## TASK GOAL
Would you write out the records below exactly as given?

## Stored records

== Segment start ==

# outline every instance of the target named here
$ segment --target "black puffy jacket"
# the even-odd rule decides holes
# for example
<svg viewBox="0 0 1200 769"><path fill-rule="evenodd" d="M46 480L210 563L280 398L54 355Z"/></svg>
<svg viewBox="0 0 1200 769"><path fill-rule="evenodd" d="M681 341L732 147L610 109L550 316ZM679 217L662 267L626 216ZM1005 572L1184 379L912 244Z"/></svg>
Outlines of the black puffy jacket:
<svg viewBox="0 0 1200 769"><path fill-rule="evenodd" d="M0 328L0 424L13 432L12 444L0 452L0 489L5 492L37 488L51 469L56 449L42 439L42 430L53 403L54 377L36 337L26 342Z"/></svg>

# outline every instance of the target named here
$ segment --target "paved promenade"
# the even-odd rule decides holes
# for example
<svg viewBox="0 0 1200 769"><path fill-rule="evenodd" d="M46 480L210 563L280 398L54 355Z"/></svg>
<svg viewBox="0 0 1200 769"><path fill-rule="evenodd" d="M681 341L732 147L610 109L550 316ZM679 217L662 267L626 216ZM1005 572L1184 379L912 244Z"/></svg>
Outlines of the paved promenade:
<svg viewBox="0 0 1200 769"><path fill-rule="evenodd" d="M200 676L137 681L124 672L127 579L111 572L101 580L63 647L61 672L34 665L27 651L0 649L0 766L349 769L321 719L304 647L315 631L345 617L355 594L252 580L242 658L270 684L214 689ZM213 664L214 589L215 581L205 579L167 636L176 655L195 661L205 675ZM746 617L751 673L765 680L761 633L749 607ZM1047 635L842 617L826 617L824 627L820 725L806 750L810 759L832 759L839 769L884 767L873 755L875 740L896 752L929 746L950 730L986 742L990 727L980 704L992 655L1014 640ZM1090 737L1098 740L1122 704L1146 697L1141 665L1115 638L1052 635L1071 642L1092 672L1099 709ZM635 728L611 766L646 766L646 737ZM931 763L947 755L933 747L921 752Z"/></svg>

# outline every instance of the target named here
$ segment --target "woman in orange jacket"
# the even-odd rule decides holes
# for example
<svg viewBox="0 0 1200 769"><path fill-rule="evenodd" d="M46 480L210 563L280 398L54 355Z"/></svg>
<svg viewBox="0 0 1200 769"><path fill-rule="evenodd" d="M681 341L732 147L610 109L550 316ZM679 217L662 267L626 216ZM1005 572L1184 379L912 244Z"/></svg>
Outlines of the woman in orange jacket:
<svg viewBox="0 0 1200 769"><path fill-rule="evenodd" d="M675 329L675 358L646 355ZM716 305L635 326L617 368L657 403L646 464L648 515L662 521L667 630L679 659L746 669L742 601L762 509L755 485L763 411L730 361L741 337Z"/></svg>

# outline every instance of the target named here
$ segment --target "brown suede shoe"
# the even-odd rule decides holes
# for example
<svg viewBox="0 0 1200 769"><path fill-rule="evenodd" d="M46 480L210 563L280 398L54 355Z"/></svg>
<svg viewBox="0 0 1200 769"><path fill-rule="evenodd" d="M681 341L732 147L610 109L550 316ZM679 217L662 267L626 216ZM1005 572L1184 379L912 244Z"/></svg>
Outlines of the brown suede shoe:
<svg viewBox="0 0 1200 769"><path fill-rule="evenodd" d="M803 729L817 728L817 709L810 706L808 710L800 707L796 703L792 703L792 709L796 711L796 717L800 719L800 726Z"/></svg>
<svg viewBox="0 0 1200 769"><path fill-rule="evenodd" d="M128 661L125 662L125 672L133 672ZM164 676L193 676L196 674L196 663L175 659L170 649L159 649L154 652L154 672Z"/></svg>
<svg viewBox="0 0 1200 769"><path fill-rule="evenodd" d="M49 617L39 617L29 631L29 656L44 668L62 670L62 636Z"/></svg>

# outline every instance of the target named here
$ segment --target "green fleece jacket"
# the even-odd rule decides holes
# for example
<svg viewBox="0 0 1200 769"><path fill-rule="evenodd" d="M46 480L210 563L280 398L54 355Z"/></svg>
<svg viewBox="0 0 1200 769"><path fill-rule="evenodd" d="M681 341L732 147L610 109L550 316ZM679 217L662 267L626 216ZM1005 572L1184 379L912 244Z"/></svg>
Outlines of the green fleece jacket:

== Segment end ==

## REPLY TO THE TASK
# outline every instance of the target named here
$ segment --target "black puffy jacket"
# the even-odd rule decides holes
# for example
<svg viewBox="0 0 1200 769"><path fill-rule="evenodd" d="M46 480L210 563L280 398L54 355Z"/></svg>
<svg viewBox="0 0 1200 769"><path fill-rule="evenodd" d="M681 341L732 147L610 109L550 316ZM679 217L662 267L626 216ZM1005 572L1184 379L912 244Z"/></svg>
Outlines of the black puffy jacket:
<svg viewBox="0 0 1200 769"><path fill-rule="evenodd" d="M0 328L0 424L13 432L12 444L0 452L0 489L5 492L37 488L51 469L56 449L42 439L42 430L53 403L54 377L36 337L26 342Z"/></svg>

# outline every instance of the target named here
$ segment --target "paved promenade"
# the even-odd rule decides holes
# for example
<svg viewBox="0 0 1200 769"><path fill-rule="evenodd" d="M46 480L210 563L280 398L54 355Z"/></svg>
<svg viewBox="0 0 1200 769"><path fill-rule="evenodd" d="M681 341L732 147L610 109L550 316ZM679 217L662 267L626 216ZM1005 572L1184 379L912 244Z"/></svg>
Outlines of the paved promenade:
<svg viewBox="0 0 1200 769"><path fill-rule="evenodd" d="M200 676L137 681L124 672L127 579L111 572L101 580L63 647L61 672L34 665L27 651L0 649L0 766L349 769L321 719L304 647L315 631L345 617L355 594L252 580L242 658L270 684L214 689ZM213 664L214 589L215 581L205 579L167 636L176 655L195 661L205 675ZM746 617L751 673L765 680L761 633L749 607ZM1047 635L842 617L826 617L824 627L820 725L806 750L810 759L832 759L839 769L884 767L873 755L875 740L896 752L929 746L950 730L986 742L990 727L980 704L992 655L1014 640ZM1090 737L1098 740L1122 704L1146 697L1141 665L1115 638L1052 635L1071 642L1092 672L1099 709ZM635 728L611 766L646 766L646 737ZM931 763L947 755L933 747L921 752Z"/></svg>

# outline every instance of the target named here
$ segment --target "woman in orange jacket"
# the even-odd rule decides holes
# for example
<svg viewBox="0 0 1200 769"><path fill-rule="evenodd" d="M46 480L210 563L280 398L54 355Z"/></svg>
<svg viewBox="0 0 1200 769"><path fill-rule="evenodd" d="M681 341L732 147L610 109L550 316ZM679 217L662 267L626 216ZM1005 572L1184 379L912 244Z"/></svg>
Outlines of the woman in orange jacket:
<svg viewBox="0 0 1200 769"><path fill-rule="evenodd" d="M675 329L675 358L646 355ZM716 305L635 326L617 368L657 403L646 464L648 515L662 521L667 630L679 659L746 669L742 601L762 509L755 485L763 411L730 361L741 337Z"/></svg>

# outline every instance of the target named here
$ segment --target "brown suede shoe"
# the even-odd rule decides holes
# for example
<svg viewBox="0 0 1200 769"><path fill-rule="evenodd" d="M46 480L210 563L280 398L54 355Z"/></svg>
<svg viewBox="0 0 1200 769"><path fill-rule="evenodd" d="M681 341L732 147L610 109L550 316ZM679 217L662 267L626 216ZM1005 572L1184 379L912 244Z"/></svg>
Outlines of the brown suede shoe:
<svg viewBox="0 0 1200 769"><path fill-rule="evenodd" d="M803 729L817 728L817 709L810 706L808 710L800 707L796 703L792 703L792 709L796 711L796 717L800 719L800 726Z"/></svg>
<svg viewBox="0 0 1200 769"><path fill-rule="evenodd" d="M128 661L125 662L125 672L133 672ZM164 676L193 676L196 674L196 663L175 659L170 649L159 649L154 652L154 672Z"/></svg>
<svg viewBox="0 0 1200 769"><path fill-rule="evenodd" d="M49 617L39 617L29 631L29 656L44 668L62 670L62 636Z"/></svg>

# outline every instance of the target named here
$ segment --target "green fleece jacket"
# the even-odd rule decides holes
# for example
<svg viewBox="0 0 1200 769"><path fill-rule="evenodd" d="M46 480L210 563L280 398L54 355Z"/></svg>
<svg viewBox="0 0 1200 769"><path fill-rule="evenodd" d="M681 341L732 147L610 109L550 316ZM679 217L662 267L626 216ZM1005 572L1184 379L912 244Z"/></svg>
Outlines of the green fleece jacket:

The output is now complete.